Given request: Can you reproduce each of the rows below word for word, leaving out the pictures?

··········

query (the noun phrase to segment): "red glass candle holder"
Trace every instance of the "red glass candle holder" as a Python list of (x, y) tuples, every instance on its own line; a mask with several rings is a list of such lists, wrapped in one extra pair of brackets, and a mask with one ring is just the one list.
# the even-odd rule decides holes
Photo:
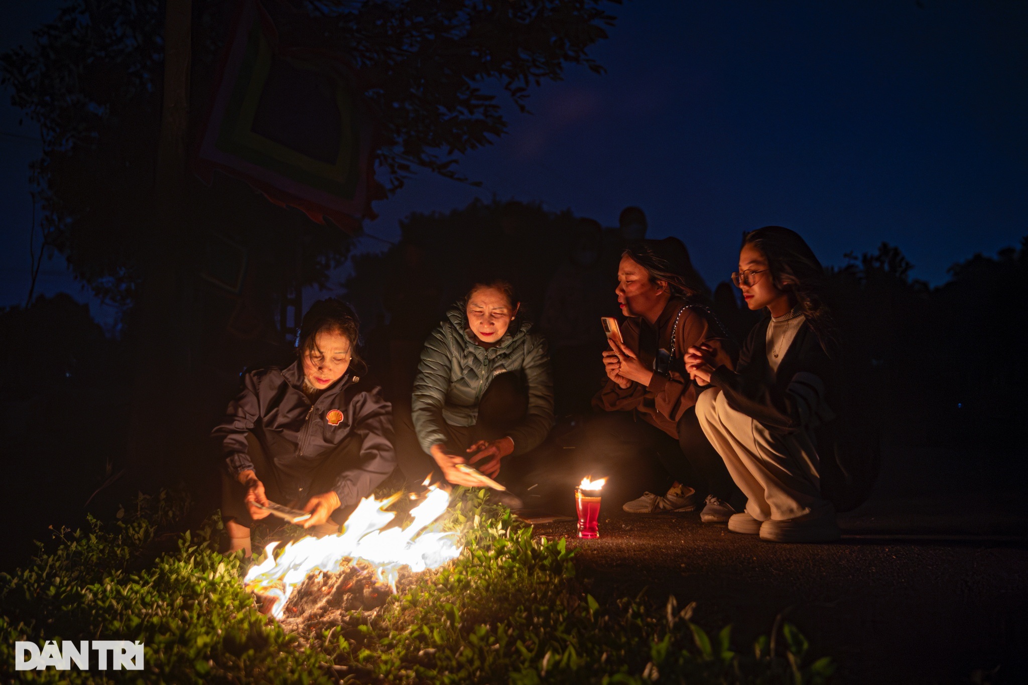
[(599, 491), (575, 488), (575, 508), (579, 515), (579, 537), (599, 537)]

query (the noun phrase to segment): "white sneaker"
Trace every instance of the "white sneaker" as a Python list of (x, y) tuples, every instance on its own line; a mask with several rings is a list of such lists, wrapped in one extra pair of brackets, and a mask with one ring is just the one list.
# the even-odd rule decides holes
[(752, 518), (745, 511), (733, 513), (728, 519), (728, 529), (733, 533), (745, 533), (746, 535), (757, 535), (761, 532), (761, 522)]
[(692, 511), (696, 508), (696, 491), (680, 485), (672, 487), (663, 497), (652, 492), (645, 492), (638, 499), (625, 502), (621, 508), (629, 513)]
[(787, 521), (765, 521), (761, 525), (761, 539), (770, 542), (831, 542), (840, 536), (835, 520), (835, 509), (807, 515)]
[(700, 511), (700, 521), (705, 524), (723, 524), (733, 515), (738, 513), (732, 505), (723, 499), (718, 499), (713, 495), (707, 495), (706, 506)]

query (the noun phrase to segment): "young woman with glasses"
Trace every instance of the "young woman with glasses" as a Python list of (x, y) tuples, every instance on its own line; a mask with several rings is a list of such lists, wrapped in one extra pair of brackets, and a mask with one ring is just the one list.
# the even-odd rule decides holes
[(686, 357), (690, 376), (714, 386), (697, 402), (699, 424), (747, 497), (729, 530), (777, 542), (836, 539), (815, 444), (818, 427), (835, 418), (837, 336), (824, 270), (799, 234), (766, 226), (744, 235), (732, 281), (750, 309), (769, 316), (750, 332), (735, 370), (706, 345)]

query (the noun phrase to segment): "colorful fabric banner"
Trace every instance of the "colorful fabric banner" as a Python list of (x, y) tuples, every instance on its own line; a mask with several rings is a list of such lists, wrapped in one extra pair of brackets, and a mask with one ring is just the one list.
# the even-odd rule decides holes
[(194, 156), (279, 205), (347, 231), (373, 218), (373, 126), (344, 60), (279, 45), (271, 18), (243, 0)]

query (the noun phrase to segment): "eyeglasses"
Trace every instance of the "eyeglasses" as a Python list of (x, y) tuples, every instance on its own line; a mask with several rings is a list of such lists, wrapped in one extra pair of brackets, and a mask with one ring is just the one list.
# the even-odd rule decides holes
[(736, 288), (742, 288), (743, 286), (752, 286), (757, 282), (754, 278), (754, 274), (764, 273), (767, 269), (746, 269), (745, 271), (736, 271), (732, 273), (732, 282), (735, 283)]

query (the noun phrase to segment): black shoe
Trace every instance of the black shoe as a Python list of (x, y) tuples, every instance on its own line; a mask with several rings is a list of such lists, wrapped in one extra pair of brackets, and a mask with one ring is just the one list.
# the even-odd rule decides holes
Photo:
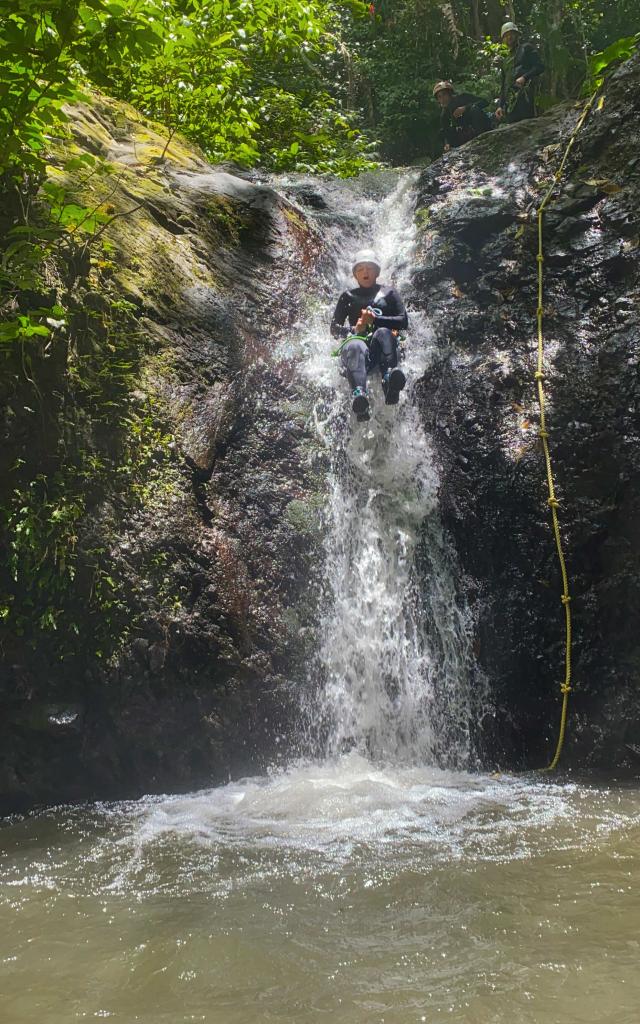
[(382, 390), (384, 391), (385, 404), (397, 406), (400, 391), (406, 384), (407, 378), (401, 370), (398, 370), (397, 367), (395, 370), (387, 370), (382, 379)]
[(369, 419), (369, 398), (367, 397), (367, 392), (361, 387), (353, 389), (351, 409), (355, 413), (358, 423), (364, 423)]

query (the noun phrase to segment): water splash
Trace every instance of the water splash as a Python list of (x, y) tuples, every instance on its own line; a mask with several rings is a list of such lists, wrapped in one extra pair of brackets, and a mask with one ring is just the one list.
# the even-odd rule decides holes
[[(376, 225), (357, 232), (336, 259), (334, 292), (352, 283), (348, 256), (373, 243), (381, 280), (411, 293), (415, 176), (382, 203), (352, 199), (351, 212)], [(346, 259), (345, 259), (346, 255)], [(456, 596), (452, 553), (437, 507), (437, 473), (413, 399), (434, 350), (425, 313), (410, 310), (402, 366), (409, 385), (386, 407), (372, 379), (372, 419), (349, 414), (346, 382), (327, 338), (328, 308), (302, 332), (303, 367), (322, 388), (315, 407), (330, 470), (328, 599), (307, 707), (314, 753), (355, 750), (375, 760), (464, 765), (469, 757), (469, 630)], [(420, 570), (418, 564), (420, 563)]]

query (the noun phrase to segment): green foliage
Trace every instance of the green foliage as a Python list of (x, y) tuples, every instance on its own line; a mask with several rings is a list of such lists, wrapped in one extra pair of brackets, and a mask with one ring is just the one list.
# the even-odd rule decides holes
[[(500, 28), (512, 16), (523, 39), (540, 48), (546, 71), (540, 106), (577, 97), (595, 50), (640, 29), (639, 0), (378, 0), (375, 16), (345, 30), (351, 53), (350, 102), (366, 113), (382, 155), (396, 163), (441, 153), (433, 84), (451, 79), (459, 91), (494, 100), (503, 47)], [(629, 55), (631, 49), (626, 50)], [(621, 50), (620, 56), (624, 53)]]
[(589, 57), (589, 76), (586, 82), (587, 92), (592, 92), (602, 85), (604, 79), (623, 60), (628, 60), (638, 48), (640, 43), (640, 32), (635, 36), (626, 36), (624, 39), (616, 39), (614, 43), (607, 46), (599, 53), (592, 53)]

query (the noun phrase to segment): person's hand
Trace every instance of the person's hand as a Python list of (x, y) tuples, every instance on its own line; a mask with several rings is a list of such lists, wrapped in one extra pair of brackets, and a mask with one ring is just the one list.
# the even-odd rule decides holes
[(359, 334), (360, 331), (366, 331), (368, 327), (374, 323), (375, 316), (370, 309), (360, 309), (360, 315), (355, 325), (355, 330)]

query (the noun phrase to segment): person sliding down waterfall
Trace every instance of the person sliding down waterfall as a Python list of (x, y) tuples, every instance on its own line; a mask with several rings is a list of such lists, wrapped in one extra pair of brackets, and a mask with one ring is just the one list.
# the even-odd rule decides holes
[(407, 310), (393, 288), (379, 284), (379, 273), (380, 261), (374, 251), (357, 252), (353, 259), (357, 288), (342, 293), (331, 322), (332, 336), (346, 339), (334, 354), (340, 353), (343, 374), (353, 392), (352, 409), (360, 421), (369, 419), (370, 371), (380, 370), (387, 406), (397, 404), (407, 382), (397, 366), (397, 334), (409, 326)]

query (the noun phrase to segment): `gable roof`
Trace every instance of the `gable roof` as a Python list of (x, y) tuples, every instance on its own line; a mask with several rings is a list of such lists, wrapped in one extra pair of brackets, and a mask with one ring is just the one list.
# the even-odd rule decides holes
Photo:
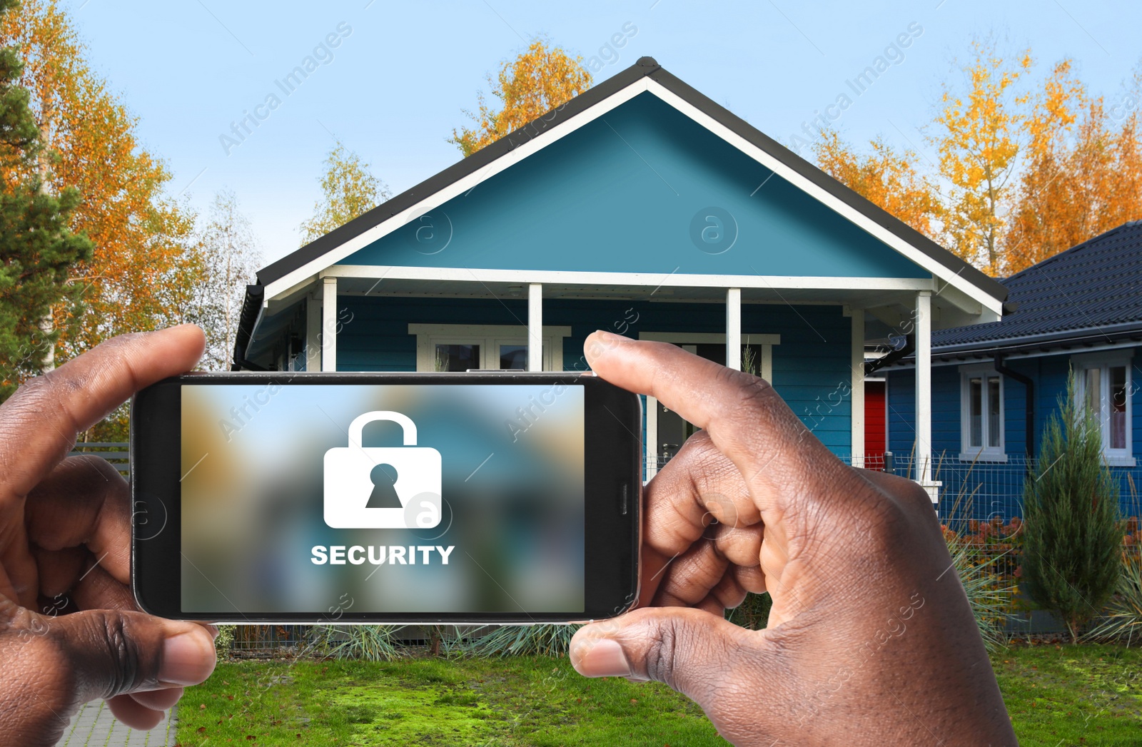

··········

Answer below:
query (the noun phrase to segment): "red glass candle holder"
Trace every instance of the "red glass candle holder" as a Python list of (x, y) tuples, every instance on its own line; a mask with several rings is a list of such lists, wrapped in one extra pair of brackets, and a mask with one ring is just the one list.
# the even-odd rule decides holes
Photo:
[(599, 491), (575, 488), (575, 508), (579, 515), (579, 537), (599, 537)]

query (the noun phrase to segment): "white sneaker"
Trace every instance of the "white sneaker" as a Python list of (x, y) tuples, every instance on its own line; a mask with several rings is a list of such lists, wrapped in one extra pair of brackets, and a mask with one ring is just the one list.
# the even-odd rule decides holes
[(752, 518), (745, 511), (733, 513), (728, 519), (728, 529), (733, 533), (745, 533), (746, 535), (757, 535), (761, 532), (761, 522)]
[(692, 511), (696, 508), (696, 491), (680, 485), (672, 487), (663, 497), (652, 492), (645, 492), (638, 499), (625, 502), (621, 508), (629, 513)]
[(787, 521), (765, 521), (761, 525), (761, 539), (770, 542), (831, 542), (840, 536), (835, 520), (835, 509), (807, 515)]
[(700, 511), (700, 521), (705, 524), (723, 524), (733, 515), (738, 513), (732, 505), (723, 499), (718, 499), (713, 495), (707, 495), (706, 506)]

query (the noun phrase to segment): "young woman with glasses"
Trace every instance of the "young woman with glasses" as a Python list of (x, y) tuples, every instance on its own line; a mask with several rings is a list of such lists, wrapped in one extra pair of brackets, and a mask with one ring is just the one list.
# the even-odd rule decides holes
[(686, 357), (690, 376), (714, 386), (697, 402), (699, 424), (747, 497), (729, 530), (777, 542), (836, 539), (815, 444), (818, 427), (835, 418), (837, 336), (824, 270), (799, 234), (766, 226), (744, 235), (732, 281), (750, 309), (769, 316), (750, 332), (735, 370), (706, 345)]

query (the noun phrase to segment): "colorful fabric banner"
Trace every instance of the "colorful fabric banner" as a Python list of (x, y) tuples, every instance on its own line; a mask with several rings is a list of such lists, wrapped in one extra pair of brackets, and a mask with one ring is just the one list.
# the even-odd rule decides holes
[(194, 156), (279, 205), (347, 231), (373, 218), (373, 126), (344, 60), (279, 45), (271, 18), (243, 0)]

query (the noun phrase to segment): "eyeglasses"
Trace every instance of the "eyeglasses" as a Python list of (x, y) tuples, every instance on its own line; a mask with several rings is a list of such lists, wrapped in one extra pair of brackets, and a mask with one ring is just the one list.
# the even-odd rule decides holes
[(736, 288), (742, 288), (743, 286), (752, 286), (757, 282), (754, 278), (754, 274), (764, 273), (767, 269), (746, 269), (745, 271), (736, 271), (732, 273), (732, 282), (735, 283)]

query (the noun phrase to segment): black shoe
Trace every instance of the black shoe as a Python list of (x, y) tuples, every instance on its own line; a mask with several rings is a list of such lists, wrapped in one extra pair of brackets, and a mask with one ring is just the one list.
# the even-odd rule decides holes
Photo:
[(382, 390), (384, 391), (385, 404), (397, 406), (400, 391), (406, 384), (407, 378), (401, 370), (398, 370), (397, 367), (395, 370), (387, 370), (382, 379)]
[(369, 419), (369, 398), (367, 397), (367, 392), (361, 387), (353, 389), (351, 409), (355, 413), (358, 423), (364, 423)]

query (the noun phrase to segment): water splash
Trace every instance of the water splash as a Python list of (x, y) tuples, every instance on its own line; a mask with several rings is a list of such lists, wrapped in one extra pair of brackets, and a mask with one ring is just the one list.
# the even-odd rule decides holes
[[(376, 225), (357, 232), (336, 259), (334, 292), (352, 283), (348, 256), (373, 243), (381, 280), (411, 293), (415, 176), (382, 203), (352, 199), (351, 212)], [(346, 259), (345, 259), (346, 255)], [(456, 596), (452, 553), (437, 507), (437, 473), (413, 399), (434, 350), (425, 313), (410, 310), (402, 366), (409, 385), (386, 407), (372, 379), (372, 419), (349, 414), (346, 382), (327, 338), (328, 308), (302, 332), (303, 367), (322, 388), (315, 407), (330, 470), (328, 599), (307, 707), (314, 753), (355, 750), (375, 760), (464, 765), (469, 757), (469, 630)], [(420, 570), (418, 564), (420, 563)]]

query (the noun phrase to segment): green foliage
Trace every instance of the green foliage as a Python list of (x, y) tuples, every instance on its own line; a mask with several rings is a list of such lists, wrapped in one extra pair of brackets, and a mask with one ring is just the one list.
# the even-odd rule decides holes
[[(500, 28), (512, 16), (523, 39), (540, 48), (546, 71), (540, 106), (577, 97), (595, 50), (640, 29), (639, 0), (378, 0), (375, 16), (345, 30), (351, 53), (350, 102), (366, 113), (382, 155), (396, 163), (441, 153), (433, 84), (451, 79), (459, 91), (494, 100), (503, 47)], [(629, 55), (631, 49), (626, 50)], [(621, 50), (620, 56), (624, 53)]]
[(589, 57), (589, 76), (586, 82), (587, 92), (592, 92), (602, 85), (604, 79), (623, 60), (628, 60), (638, 48), (640, 43), (640, 32), (635, 36), (626, 36), (624, 39), (616, 39), (614, 43), (607, 46), (599, 53), (592, 53)]

query (the noun phrase to segment): person's hand
Trace every instance of the person's hand as a Python list of (x, y) tuples, every instance on its own line; a mask with several rings is a list of such lists, wrapped in one extra pair of brackets, and a mask with one ring is just the one list.
# the even-odd rule decides holes
[(359, 334), (360, 331), (366, 331), (368, 327), (374, 323), (375, 316), (370, 309), (360, 309), (360, 315), (355, 325), (355, 330)]

query (the noun phrase to segment): person sliding down waterfall
Trace every instance of the person sliding down waterfall as a Python list of (x, y) tuples, every instance on its own line; a mask with several rings is a list of such lists, wrapped in one extra pair of brackets, and a mask with one ring is just the one list.
# the even-odd rule decides holes
[(407, 310), (393, 288), (379, 284), (379, 273), (380, 261), (374, 251), (357, 252), (353, 259), (357, 288), (342, 293), (331, 322), (332, 336), (346, 339), (334, 354), (340, 353), (343, 374), (353, 392), (352, 409), (360, 421), (369, 419), (370, 371), (380, 370), (387, 406), (397, 404), (407, 382), (397, 366), (397, 334), (409, 326)]

query (the noun phrase to segment): `gable roof`
Trace every instance of the `gable roof` as a Python list of (x, y) tuples, every instance on its own line; a mask with several rings is a list of such lists, wrapped in one extra pair of brackets, and a mask with one ring is just the one list.
# the even-odd rule decides holes
Photo:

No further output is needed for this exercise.